━━━ Estratto
Il mondo appare sempre più ingiusto. La benzina sul fuoco di conflitti politici, sociali, personali pare non esaurirsi mai. Guerre, povertà, disuguaglianza, ma anche tanta rabbia e incapacità di compassione sembrano inarrestabili.
Ingiusta è la situazione dei Neet, ingiusta è la crescente distanza tra ricchi e poveri, ingiusta è la difficoltà sempre più drammatica delle famiglie e degli anziani ad arrivare a fine mese, ingiusta è la quantità di denari fermi nei fondi e non utilizzati per creare imprese e lavoro.
È inutile illudersi: il moltiplicarsi di leggi e regole non aiuta, anzi, l’esperienza ci dimostra il contrario.
Per capire che cosa sia “giusto”, prima che guardare ai numeri, sarebbe meglio osservare i fatti. Come quelli che succedono in luoghi nascosti alla vita dei più, o nella semplice quotidianità delle persone che coltivano nel loro intimo una speranza e la mostrano sui loro volti o nei loro gesti.
“Voglio essere pulita, perché quando suor Elvira mi dà un bacio, io voglio essere profumata”: questa la richiesta di una bambina alla sua mamma, prima di recarsi al centro educativo San Camillo, gestito dalle Suore di carità dell’Assunzione, in un quartiere povero di Napoli.
Sorprende che queste suore non si diano una missione “assistenziale”, non strutturino grandi progetti con obiettivi e resoconti da fare, ma condividano semplicemente, per ciò che è nelle loro forze, il bisogno delle famiglie che vivono situazioni di fragilità, malattia e problemi di diverso tipo. Per quale ragione? “Perché facciamo quello che possiamo. Ma è questa semplice, quotidiana e personale vicinanza a creare nel tempo processi di cambiamento nelle persone”.
━━━━━━
Ricopia dall'estratto, senza alcuna modifica, il passo che va da "Ingiusta è la situazione" a "imprese e lavoro.".
━━━ Voci estratte
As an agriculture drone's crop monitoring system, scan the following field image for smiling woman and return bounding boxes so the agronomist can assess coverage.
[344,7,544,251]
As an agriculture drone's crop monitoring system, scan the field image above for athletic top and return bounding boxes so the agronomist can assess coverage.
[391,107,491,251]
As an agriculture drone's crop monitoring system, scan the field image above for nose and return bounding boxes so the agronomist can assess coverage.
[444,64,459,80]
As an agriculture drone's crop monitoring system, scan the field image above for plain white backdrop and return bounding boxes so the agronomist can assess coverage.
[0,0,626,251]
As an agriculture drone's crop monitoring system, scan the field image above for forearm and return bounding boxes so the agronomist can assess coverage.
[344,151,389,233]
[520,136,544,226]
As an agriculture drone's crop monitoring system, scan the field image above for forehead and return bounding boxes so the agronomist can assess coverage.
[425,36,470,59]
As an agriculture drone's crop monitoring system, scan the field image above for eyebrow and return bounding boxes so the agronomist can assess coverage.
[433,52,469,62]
━━━━━━
» **Risposta**:
Ingiusta è la situazione dei Neet, ingiusta è la crescente distanza tra ricchi e poveri, ingiusta è la difficoltà sempre più drammatica delle famiglie e degli anziani ad arrivare a fine mese, ingiusta è la quantità di denari fermi nei fondi e non utilizzati per creare imprese e lavoro.